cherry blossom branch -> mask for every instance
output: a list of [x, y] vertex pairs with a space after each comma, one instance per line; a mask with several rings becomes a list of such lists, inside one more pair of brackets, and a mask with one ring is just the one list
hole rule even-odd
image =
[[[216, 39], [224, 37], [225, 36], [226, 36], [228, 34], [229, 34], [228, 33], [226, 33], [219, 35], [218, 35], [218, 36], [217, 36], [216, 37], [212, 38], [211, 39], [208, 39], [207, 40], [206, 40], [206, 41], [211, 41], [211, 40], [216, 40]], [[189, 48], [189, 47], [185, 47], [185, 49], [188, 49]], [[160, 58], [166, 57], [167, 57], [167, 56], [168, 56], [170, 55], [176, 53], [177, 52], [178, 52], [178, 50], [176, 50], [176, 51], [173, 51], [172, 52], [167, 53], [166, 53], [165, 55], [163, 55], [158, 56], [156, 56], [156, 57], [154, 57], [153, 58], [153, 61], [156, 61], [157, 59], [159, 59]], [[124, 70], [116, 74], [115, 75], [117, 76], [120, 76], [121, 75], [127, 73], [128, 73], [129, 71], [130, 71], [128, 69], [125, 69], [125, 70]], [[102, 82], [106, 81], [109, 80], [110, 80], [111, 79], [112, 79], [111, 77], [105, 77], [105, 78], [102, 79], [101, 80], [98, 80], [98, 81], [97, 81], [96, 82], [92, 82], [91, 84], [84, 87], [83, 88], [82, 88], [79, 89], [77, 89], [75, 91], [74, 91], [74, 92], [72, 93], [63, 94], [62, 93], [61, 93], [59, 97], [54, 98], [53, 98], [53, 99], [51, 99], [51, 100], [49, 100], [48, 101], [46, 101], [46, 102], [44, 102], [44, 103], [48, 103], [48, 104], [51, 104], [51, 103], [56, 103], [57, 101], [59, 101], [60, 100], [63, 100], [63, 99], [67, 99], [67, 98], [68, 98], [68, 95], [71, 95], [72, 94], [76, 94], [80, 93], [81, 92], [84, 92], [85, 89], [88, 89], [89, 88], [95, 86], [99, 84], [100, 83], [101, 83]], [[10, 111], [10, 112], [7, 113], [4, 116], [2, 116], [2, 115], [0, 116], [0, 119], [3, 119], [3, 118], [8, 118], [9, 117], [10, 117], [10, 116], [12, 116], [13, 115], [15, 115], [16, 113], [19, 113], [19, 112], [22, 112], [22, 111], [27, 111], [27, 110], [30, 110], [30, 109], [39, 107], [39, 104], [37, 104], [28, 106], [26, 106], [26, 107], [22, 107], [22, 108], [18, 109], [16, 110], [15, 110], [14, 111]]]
· · · ·
* **Set problem**: Format each line of the entries above as a JSON list of strings, with one string per line and any blank lines omitted.

* **Exercise response**:
[
  "cherry blossom branch -> mask for every instance",
  "output: a list of [x, y] vertex pairs with a space after each comma, one instance per line; a mask with several rings becomes a list of such lists, inside one more pair of brackets, and a mask with one ring is just the one list",
  "hole rule even-odd",
  "image =",
  "[[[216, 39], [224, 37], [225, 36], [226, 36], [228, 34], [229, 34], [228, 33], [226, 33], [219, 35], [218, 35], [218, 36], [217, 36], [216, 37], [212, 38], [211, 39], [208, 39], [207, 40], [206, 40], [206, 41], [211, 41], [211, 40], [216, 40]], [[189, 48], [189, 47], [185, 47], [185, 49], [188, 49]], [[160, 58], [166, 57], [167, 57], [167, 56], [168, 56], [170, 55], [176, 53], [177, 52], [178, 52], [178, 50], [176, 50], [176, 51], [173, 51], [172, 52], [167, 53], [166, 53], [165, 55], [163, 55], [158, 56], [156, 56], [156, 57], [154, 57], [153, 58], [153, 61], [156, 61], [157, 59], [159, 59]], [[124, 70], [116, 74], [115, 75], [117, 76], [120, 76], [121, 75], [127, 73], [128, 73], [129, 71], [130, 71], [128, 69], [125, 69], [125, 70]], [[102, 82], [106, 81], [109, 80], [110, 80], [111, 79], [112, 79], [111, 77], [105, 77], [105, 78], [102, 79], [101, 80], [98, 80], [98, 81], [97, 81], [96, 82], [92, 82], [91, 84], [84, 87], [83, 88], [82, 88], [79, 89], [77, 89], [75, 91], [74, 91], [74, 92], [72, 93], [63, 94], [62, 93], [61, 93], [59, 97], [54, 98], [53, 98], [53, 99], [51, 99], [51, 100], [49, 100], [48, 101], [46, 101], [46, 102], [44, 102], [44, 103], [48, 103], [48, 104], [51, 104], [51, 103], [56, 103], [57, 101], [59, 101], [60, 100], [63, 100], [63, 99], [67, 99], [67, 98], [68, 98], [68, 95], [71, 95], [72, 94], [76, 94], [80, 93], [81, 92], [84, 92], [85, 89], [88, 89], [89, 88], [95, 86], [99, 84], [100, 83], [101, 83]], [[10, 111], [10, 112], [7, 113], [4, 116], [2, 116], [2, 115], [0, 116], [0, 119], [3, 119], [3, 118], [8, 118], [9, 117], [10, 117], [10, 116], [12, 116], [13, 115], [15, 115], [16, 113], [19, 113], [19, 112], [22, 112], [22, 111], [27, 111], [27, 110], [30, 110], [30, 109], [39, 107], [39, 104], [37, 104], [28, 106], [26, 106], [26, 107], [22, 107], [22, 108], [18, 109], [16, 110], [15, 110], [14, 111]]]"
]